Сохранённые записи данных:
◆ ◆ ◆ ◆ ◆

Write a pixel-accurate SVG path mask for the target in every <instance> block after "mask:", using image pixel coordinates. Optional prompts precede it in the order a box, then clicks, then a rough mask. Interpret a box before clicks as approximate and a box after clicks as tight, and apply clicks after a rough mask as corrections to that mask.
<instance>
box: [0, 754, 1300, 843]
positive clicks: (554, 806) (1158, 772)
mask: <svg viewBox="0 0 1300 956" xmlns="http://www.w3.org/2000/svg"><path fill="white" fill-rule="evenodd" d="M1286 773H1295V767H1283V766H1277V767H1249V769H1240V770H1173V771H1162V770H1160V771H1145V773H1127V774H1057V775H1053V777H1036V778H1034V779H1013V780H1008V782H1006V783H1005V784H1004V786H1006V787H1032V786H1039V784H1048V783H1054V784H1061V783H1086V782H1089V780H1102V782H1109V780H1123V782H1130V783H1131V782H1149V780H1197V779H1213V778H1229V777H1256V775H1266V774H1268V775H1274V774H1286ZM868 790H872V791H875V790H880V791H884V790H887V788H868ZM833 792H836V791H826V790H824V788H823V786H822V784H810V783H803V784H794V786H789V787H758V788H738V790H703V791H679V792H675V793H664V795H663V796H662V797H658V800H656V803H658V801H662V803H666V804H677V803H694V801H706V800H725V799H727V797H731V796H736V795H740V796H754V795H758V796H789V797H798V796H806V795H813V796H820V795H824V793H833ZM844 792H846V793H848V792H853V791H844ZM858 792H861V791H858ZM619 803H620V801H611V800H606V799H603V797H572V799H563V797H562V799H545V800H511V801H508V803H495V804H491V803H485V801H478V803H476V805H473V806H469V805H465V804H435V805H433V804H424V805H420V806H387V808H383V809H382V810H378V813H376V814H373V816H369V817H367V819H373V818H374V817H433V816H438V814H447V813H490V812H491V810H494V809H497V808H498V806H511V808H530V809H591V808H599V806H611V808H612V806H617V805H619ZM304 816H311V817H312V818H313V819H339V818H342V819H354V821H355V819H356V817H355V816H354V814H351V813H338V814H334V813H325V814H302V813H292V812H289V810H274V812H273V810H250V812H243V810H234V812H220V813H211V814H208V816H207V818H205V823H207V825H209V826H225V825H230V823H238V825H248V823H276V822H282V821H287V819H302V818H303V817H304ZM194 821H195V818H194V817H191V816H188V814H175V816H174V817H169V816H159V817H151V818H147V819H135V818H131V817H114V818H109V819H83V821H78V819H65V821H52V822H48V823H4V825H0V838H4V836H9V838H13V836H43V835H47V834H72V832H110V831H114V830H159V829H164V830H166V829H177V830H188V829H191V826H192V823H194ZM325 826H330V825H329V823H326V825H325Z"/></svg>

◆ ◆ ◆ ◆ ◆

# [Задание]
Пожалуйста, замените во всех записях "rough mask" на "coarse mask" и приведите строки целиком, больше ничего не меняя.

# [Письменный ответ]
Write a pixel-accurate SVG path mask for the target in every <instance> block after "mask:", using image pixel coordinates. Optional prompts precede it in the order a box, then clicks, then a coarse mask. Interpret a box before clicks as approximate and a box after clicks as tight, and apply clicks after a coarse mask as corrections to that mask.
<instance>
box: [0, 754, 1300, 843]
positive clicks: (554, 806) (1158, 772)
mask: <svg viewBox="0 0 1300 956" xmlns="http://www.w3.org/2000/svg"><path fill="white" fill-rule="evenodd" d="M1286 773H1295V767H1283V766H1277V767H1249V769H1240V770H1173V771H1162V770H1160V771H1145V773H1127V774H1057V775H1053V777H1036V778H1034V779H1013V780H1008V782H1006V783H1005V784H1004V786H1006V787H1032V786H1039V784H1048V783H1054V784H1061V783H1086V782H1089V780H1102V782H1109V780H1123V782H1130V783H1131V782H1149V780H1197V779H1213V778H1229V777H1256V775H1266V774H1268V775H1274V774H1286ZM868 790H872V791H875V790H880V791H884V790H887V788H868ZM833 792H836V791H826V790H824V788H823V786H822V784H810V783H803V784H794V786H789V787H758V788H738V790H703V791H679V792H675V793H664V795H663V796H662V797H658V800H656V803H658V801H662V803H666V804H677V803H694V801H706V800H725V799H727V797H731V796H736V795H740V796H754V795H758V796H789V797H798V796H806V795H813V796H820V795H824V793H833ZM844 792H846V793H848V792H853V791H844ZM858 792H861V791H858ZM619 803H620V801H611V800H606V799H603V797H572V799H563V797H562V799H545V800H511V801H508V803H495V804H491V803H485V801H478V803H476V805H473V806H469V805H465V804H435V805H433V804H424V805H420V806H387V808H383V809H382V810H378V813H376V814H373V816H369V817H367V819H373V818H374V817H433V816H438V814H447V813H490V812H491V810H494V809H497V808H498V806H511V808H530V809H591V808H599V806H611V808H612V806H617V805H619ZM304 816H311V817H312V818H313V819H339V818H342V819H354V821H355V819H356V817H355V816H354V814H351V813H338V814H334V813H325V814H302V813H292V812H289V810H274V812H273V810H250V812H243V810H234V812H220V813H211V814H208V816H207V818H205V823H207V825H209V826H225V825H230V823H238V825H248V823H276V822H282V821H287V819H302V818H303V817H304ZM194 821H195V818H194V817H191V816H188V814H175V816H174V817H169V816H159V817H151V818H147V819H135V818H131V817H114V818H109V819H83V821H78V819H65V821H52V822H48V823H4V825H0V838H4V836H9V838H13V836H43V835H47V834H72V832H110V831H114V830H159V829H164V830H166V829H177V830H188V829H191V826H192V823H194ZM325 826H330V825H329V823H326V825H325Z"/></svg>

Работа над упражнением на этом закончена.